Exercise requirements
Your answer should be every line of the records that contains the word "Target".

(The input Opens)

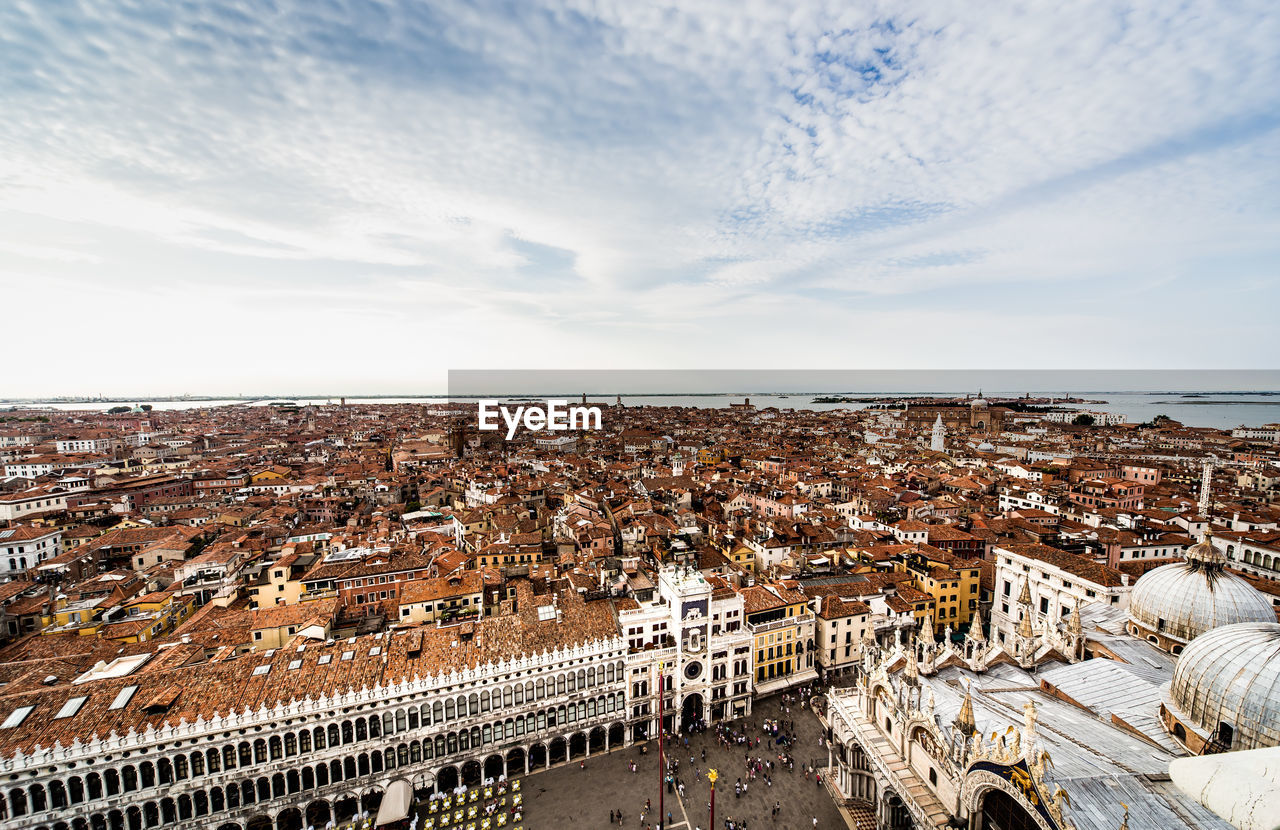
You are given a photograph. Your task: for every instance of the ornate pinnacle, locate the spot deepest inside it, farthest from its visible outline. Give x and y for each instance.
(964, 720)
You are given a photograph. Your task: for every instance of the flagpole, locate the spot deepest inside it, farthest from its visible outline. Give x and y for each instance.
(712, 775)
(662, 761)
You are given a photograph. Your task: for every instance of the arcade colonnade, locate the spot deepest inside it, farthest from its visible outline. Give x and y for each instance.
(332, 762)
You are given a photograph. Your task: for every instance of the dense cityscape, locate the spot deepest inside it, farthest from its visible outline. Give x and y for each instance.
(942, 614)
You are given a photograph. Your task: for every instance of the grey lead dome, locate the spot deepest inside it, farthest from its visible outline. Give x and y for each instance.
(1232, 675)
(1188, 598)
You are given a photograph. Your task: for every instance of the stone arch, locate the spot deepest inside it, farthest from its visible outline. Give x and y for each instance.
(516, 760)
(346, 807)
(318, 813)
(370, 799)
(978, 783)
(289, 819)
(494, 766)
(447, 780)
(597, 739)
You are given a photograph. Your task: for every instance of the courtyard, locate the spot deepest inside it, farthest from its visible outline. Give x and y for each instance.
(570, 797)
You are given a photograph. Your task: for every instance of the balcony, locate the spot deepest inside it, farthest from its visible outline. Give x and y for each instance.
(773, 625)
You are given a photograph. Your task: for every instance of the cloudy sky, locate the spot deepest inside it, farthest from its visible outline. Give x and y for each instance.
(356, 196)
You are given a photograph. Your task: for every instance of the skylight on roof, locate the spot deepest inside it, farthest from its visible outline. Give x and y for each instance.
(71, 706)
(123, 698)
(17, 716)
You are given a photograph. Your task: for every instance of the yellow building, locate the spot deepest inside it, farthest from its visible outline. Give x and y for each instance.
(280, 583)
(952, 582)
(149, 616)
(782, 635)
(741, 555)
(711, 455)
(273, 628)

(The input Closes)
(The input Opens)

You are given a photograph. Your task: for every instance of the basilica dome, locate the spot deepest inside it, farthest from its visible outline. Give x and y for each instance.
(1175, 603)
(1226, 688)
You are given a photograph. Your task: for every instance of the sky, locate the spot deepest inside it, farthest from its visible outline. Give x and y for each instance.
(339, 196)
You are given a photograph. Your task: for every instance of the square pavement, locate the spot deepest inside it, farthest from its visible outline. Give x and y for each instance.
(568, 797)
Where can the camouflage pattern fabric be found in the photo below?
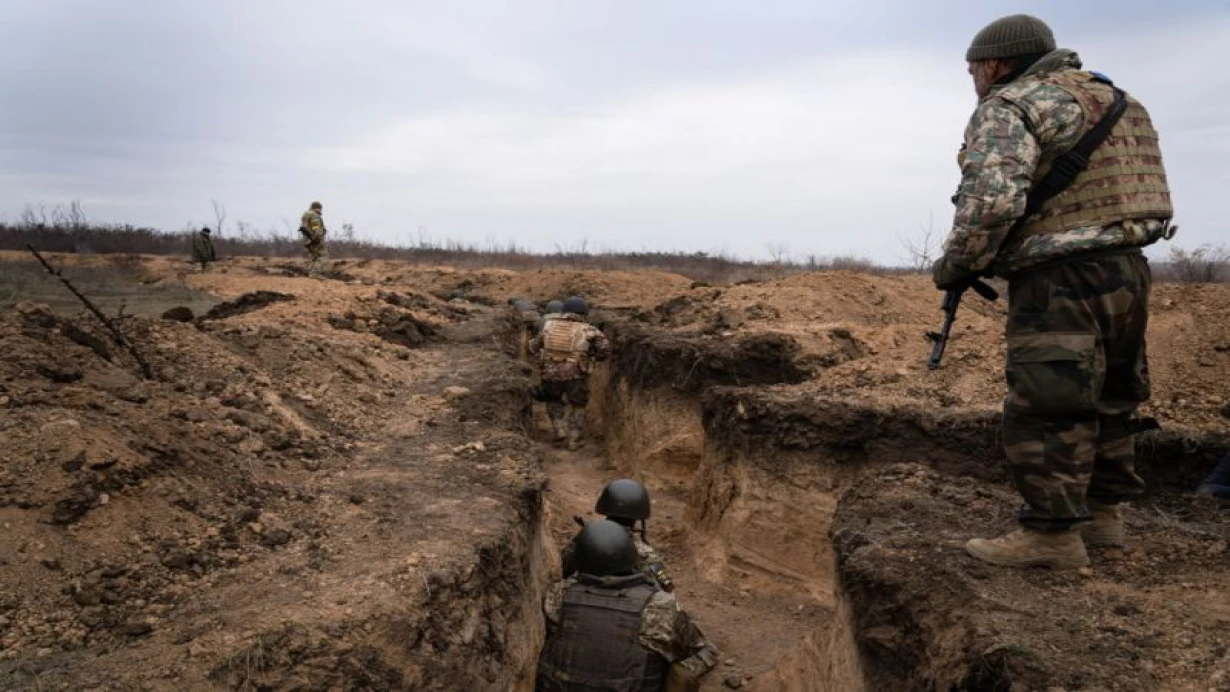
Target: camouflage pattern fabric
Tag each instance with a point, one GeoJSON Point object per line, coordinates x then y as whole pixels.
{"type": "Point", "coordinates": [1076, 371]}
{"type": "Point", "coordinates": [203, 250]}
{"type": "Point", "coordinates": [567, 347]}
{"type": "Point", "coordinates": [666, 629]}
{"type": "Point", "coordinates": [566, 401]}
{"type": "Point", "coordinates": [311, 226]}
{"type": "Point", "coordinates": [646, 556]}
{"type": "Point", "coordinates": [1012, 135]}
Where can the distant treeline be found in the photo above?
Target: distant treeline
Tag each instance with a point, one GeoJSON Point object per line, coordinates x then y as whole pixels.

(The input Closes)

Solution
Target: camouflage pattern fabric
Target: distant treeline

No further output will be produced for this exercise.